> **TEKS SUMBER**:
━━━

Sefnat Tagaku, Pegiat Literasi

Sepintas : Wajah Demokrasi di Maluku Utara Hari Ini

Akhir-akhir ini, dinding media sosial dipenuhi dengan pembahasan tentang proses demokrasi yang telah dilangsungkan pada beberapa waktu kemarin, tepatnya 14 Februari 2024.

Berbagai perspektif kemudian lahir untuk ikut menilai ‘pesta’ demokrasi itu. Dari berbagai perspektif yang di publikasikan melalui media online, penilaian negatif terhadap tahapan demokrasi kemarin lebih mendominasi.

Memang, soal nilai demokrasi di Indonesia secara menyeluruh mengalami degradasi dari sebelumnya. Seorang sosilog Universitas Padjadjaran, Jannus TH Siahaan, dalam artikelnya dia menyebut bahwa skor indeks demokrasi global Indonesia masih tercatat kurang berkembang positif.

Terkait kualitas demokrasi, Indonesia berada dibawah Kolombia dan Filipina dengan skor 1,67, dan berada pada peringkat ke-54 dari 167 negara sebagaimana terungkap dari laporan indeks demokrasi yang dirilis oleh The Economist Intelligence Unit (EIU) pada awal Februari 2023 ini.

━━━

> **TUGAS**:
Tolong tentukan apakah tiga pernyataan berikut sesuai dengan teks tentang demokrasi di Maluku Utara. Jawab masing-masing dengan ya atau tidak, lalu kutip persis kata-kata teks yang menjadi penentunya.
1. Proses demokrasi yang ramai dibahas di media sosial berlangsung pada 14 Februari 2024.
2. Di media online, penilaian positif terhadap tahapan demokrasi itu lebih mendominasi.
3. Indonesia berada pada peringkat ke-54 dari 167 negara dalam laporan indeks demokrasi EIU.

> **DATA TERKUMPUL**:
━━━

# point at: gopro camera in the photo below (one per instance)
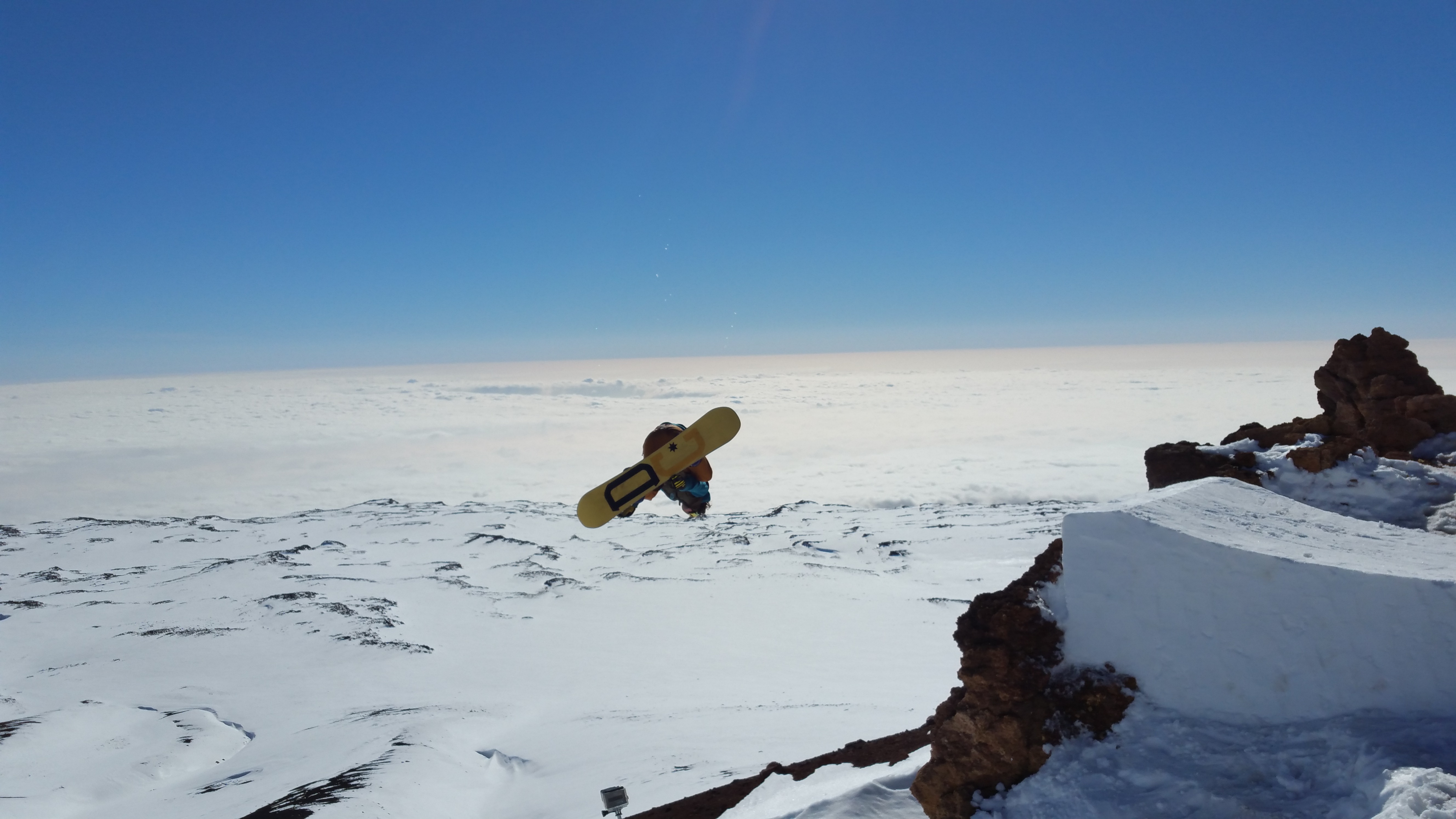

━━━

> **HASIL TUGAS**:
1. Ya: "tepatnya 14 Februari 2024"
2. Tidak: "penilaian negatif terhadap tahapan demokrasi kemarin lebih mendominasi"
3. Ya: "berada pada peringkat ke-54 dari 167 negara"